> _Exercise details_
Look through the records below and state how many lines carry the string "roof", adding nothing.
** Opening Extracted entries block **
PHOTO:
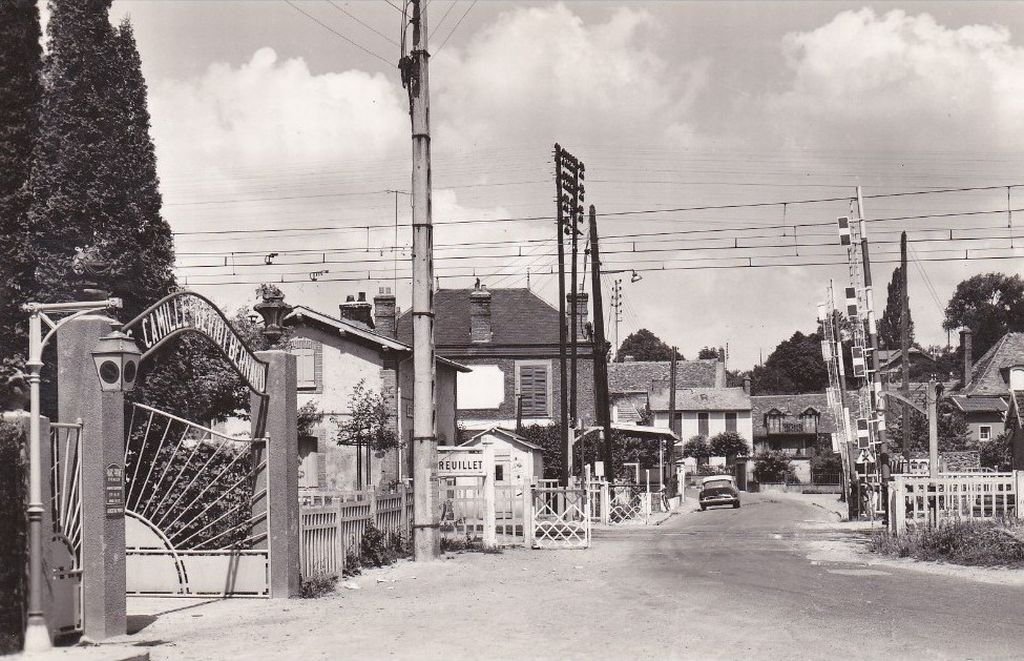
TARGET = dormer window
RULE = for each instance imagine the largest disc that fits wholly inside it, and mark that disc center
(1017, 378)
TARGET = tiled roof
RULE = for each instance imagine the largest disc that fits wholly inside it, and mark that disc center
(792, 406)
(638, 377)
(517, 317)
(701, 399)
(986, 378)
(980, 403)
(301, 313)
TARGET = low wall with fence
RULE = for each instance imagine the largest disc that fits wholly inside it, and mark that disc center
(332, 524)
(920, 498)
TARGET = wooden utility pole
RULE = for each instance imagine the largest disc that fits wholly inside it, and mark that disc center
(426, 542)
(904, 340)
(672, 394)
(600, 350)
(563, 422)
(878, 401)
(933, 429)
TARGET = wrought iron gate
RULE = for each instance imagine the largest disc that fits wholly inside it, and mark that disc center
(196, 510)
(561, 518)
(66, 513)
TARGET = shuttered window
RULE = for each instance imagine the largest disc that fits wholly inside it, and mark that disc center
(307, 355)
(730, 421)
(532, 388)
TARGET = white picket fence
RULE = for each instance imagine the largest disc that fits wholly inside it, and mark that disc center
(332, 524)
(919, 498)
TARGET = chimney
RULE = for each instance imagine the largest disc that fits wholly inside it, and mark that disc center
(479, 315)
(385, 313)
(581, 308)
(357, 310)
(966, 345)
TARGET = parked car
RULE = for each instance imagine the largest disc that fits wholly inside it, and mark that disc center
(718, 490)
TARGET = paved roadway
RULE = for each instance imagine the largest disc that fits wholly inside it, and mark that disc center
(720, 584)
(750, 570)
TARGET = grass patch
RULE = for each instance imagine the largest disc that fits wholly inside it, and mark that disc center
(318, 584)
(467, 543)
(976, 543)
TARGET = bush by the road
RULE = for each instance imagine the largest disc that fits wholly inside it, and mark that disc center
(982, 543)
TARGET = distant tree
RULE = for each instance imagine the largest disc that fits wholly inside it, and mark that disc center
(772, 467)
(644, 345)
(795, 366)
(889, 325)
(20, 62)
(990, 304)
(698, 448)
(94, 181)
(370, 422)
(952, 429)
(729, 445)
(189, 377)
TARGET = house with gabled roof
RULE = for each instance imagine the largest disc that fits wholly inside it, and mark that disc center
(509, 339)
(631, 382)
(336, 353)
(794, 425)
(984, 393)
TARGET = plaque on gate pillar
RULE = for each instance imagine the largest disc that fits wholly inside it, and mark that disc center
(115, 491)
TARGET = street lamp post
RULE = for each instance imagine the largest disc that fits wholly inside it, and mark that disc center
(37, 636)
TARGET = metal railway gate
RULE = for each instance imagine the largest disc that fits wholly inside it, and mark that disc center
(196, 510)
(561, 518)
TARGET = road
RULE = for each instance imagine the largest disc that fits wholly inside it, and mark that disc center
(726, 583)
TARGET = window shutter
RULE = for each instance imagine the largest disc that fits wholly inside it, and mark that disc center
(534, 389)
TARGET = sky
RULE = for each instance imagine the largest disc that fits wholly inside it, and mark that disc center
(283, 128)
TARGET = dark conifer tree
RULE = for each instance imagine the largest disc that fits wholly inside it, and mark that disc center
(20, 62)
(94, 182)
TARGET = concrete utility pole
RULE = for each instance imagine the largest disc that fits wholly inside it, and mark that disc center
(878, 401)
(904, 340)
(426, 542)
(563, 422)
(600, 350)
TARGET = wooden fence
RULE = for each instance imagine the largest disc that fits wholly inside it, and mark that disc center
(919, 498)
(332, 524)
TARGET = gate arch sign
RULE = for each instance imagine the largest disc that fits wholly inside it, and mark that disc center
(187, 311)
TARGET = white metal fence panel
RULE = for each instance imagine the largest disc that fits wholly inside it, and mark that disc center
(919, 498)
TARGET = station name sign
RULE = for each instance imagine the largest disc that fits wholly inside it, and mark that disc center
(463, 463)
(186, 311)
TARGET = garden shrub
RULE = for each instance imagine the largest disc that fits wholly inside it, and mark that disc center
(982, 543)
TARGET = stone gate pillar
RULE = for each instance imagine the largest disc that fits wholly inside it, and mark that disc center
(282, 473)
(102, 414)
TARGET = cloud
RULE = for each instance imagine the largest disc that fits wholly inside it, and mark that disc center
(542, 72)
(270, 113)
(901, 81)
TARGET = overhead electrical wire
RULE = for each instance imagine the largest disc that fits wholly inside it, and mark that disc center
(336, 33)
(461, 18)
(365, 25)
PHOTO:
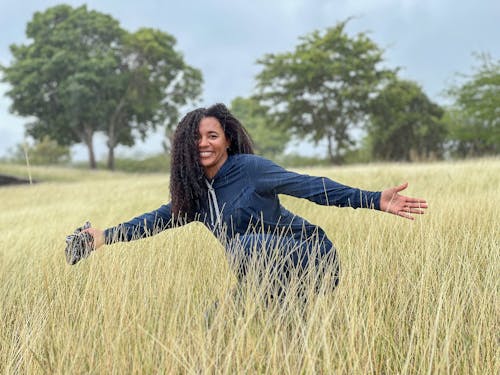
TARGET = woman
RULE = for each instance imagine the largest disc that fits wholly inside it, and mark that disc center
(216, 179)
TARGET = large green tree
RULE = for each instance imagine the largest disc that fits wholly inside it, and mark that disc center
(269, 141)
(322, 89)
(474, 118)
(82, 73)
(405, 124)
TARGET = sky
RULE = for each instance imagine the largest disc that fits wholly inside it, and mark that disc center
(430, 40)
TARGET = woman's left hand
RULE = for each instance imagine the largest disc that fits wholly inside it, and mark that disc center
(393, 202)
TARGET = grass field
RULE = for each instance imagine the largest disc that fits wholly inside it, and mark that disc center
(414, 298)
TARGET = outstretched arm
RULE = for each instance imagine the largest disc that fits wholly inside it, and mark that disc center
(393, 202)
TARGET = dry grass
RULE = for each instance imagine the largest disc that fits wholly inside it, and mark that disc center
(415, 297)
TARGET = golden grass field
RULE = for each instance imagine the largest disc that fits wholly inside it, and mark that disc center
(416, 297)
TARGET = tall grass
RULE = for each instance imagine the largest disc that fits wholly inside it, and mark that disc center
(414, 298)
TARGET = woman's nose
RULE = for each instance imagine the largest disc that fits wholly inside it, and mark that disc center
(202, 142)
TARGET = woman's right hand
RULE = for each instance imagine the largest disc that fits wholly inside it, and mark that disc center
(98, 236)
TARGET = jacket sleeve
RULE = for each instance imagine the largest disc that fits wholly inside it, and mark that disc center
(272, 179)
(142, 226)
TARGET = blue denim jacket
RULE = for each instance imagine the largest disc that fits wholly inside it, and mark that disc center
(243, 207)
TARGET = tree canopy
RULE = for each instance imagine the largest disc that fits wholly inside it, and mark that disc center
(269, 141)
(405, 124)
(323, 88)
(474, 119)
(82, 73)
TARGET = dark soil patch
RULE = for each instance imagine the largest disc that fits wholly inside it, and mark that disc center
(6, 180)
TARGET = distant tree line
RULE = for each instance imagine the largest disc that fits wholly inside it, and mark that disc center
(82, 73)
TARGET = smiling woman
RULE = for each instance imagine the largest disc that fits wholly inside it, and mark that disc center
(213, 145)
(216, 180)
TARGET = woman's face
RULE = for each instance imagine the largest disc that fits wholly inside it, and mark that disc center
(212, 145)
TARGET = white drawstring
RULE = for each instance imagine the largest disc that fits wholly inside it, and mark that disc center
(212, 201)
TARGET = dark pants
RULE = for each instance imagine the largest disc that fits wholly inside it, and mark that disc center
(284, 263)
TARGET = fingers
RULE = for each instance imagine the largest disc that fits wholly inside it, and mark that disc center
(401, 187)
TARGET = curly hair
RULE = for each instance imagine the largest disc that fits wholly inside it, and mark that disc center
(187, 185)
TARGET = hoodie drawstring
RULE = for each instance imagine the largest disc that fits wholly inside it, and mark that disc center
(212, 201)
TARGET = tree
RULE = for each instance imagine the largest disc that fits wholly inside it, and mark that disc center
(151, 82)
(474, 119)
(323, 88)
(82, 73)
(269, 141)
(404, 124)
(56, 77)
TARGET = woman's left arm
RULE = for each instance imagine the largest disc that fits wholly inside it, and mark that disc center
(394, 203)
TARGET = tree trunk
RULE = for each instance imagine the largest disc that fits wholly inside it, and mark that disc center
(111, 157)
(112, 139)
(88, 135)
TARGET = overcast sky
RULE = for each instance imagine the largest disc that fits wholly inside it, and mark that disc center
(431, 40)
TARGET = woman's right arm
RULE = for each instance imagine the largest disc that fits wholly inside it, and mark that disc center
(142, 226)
** Closing Extracted entries block **
> _Exercise answer_
2